> [Given request]: Rewrite the listing below, changing every "photo" to "image" and leaving all else as it is. Omit the pictures from your version.

--

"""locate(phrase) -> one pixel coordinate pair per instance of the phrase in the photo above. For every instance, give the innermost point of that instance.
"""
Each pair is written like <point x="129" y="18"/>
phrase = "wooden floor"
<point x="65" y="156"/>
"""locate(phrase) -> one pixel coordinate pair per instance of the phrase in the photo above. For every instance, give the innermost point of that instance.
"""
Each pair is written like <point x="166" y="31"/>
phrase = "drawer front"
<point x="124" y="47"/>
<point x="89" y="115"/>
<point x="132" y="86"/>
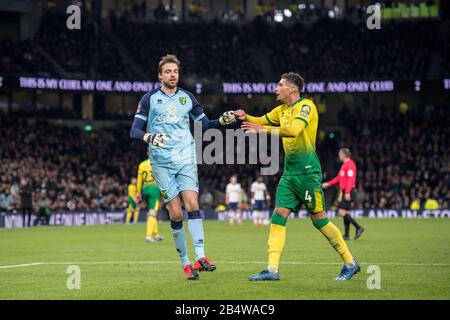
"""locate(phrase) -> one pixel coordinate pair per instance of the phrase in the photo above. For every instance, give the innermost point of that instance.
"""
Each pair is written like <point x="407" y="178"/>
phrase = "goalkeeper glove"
<point x="156" y="139"/>
<point x="227" y="118"/>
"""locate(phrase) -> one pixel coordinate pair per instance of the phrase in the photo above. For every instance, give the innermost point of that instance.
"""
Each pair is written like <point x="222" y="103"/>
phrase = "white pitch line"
<point x="405" y="264"/>
<point x="22" y="265"/>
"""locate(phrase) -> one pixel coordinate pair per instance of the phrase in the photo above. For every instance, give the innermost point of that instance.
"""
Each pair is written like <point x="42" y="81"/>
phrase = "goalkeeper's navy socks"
<point x="197" y="235"/>
<point x="179" y="237"/>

--

> [Answer to this problem]:
"""locate(phrase) -> one pixel coordinate pair per instance of the phrase in the image above. For every instance, give the innermost point of that instance.
"""
Each pair is written like <point x="129" y="18"/>
phrase = "wooden floor"
<point x="65" y="156"/>
"""locate(phrase) -> one pixel coordinate pair per instance of the phrase in the image above. For every instance, give the innermost point of that instance.
"""
Each pair is written like <point x="166" y="31"/>
phrase = "drawer front"
<point x="124" y="47"/>
<point x="89" y="115"/>
<point x="132" y="86"/>
"""locate(phrase) -> one pixel coordinate pair per instance of the phrase in the image above. For every instance, give the innermost point of that instance.
"""
Each pair is written like <point x="407" y="178"/>
phrase = "goalkeeper glove"
<point x="156" y="139"/>
<point x="227" y="118"/>
"""locate(phrase) -> one pixel coordinate pair per instance of the phrase in the image above. For every instance, give the innermost point of that instance.
"""
Each pair is written like <point x="222" y="103"/>
phrase = "white pitch line"
<point x="405" y="264"/>
<point x="22" y="265"/>
"""locate(phrase) -> one pixel coordinate pair per instance of the phrase in the image above. For every instance, give the innermost point of that instance.
"""
Each pair is written like <point x="42" y="81"/>
phrase = "goalkeeper's navy socks"
<point x="197" y="235"/>
<point x="179" y="237"/>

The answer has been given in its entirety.